[What you should do]
Search the entries below for the word "overcast" and copy every line where it appears.

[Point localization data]
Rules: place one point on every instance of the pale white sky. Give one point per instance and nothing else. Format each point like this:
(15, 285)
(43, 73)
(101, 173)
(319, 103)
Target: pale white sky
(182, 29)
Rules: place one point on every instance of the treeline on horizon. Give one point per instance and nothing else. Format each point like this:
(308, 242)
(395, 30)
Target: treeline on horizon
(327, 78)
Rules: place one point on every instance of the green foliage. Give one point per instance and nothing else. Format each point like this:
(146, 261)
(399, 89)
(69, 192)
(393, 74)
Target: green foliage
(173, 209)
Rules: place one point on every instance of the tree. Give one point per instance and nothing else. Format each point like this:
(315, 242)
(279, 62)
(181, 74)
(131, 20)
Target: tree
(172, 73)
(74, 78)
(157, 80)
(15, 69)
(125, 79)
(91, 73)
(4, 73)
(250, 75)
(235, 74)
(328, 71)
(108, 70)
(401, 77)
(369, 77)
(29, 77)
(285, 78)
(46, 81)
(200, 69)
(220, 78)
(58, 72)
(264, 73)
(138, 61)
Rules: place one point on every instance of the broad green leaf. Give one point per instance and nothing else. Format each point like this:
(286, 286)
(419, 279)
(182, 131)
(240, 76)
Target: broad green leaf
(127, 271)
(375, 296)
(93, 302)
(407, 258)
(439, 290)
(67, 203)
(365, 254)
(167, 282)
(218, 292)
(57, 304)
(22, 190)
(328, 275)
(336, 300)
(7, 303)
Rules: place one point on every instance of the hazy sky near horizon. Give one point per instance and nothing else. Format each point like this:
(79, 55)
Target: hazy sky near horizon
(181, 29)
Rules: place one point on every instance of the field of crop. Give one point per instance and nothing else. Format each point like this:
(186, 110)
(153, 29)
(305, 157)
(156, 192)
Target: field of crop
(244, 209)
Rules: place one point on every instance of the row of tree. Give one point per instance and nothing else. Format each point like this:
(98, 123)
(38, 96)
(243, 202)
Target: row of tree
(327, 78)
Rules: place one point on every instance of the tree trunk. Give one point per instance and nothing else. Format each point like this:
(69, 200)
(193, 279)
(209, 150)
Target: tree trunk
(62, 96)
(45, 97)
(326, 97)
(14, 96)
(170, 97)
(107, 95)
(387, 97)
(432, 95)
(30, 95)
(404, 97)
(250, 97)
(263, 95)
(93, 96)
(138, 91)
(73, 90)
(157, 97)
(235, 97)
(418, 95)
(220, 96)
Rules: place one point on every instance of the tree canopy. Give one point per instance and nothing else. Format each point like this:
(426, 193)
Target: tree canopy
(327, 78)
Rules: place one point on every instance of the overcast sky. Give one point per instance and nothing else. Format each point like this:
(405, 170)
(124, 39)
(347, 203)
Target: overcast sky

[Response to the exercise]
Rules: place one point on every instance of the overcast sky. Give one point per instance and nothing else. Format each point like this:
Target: overcast sky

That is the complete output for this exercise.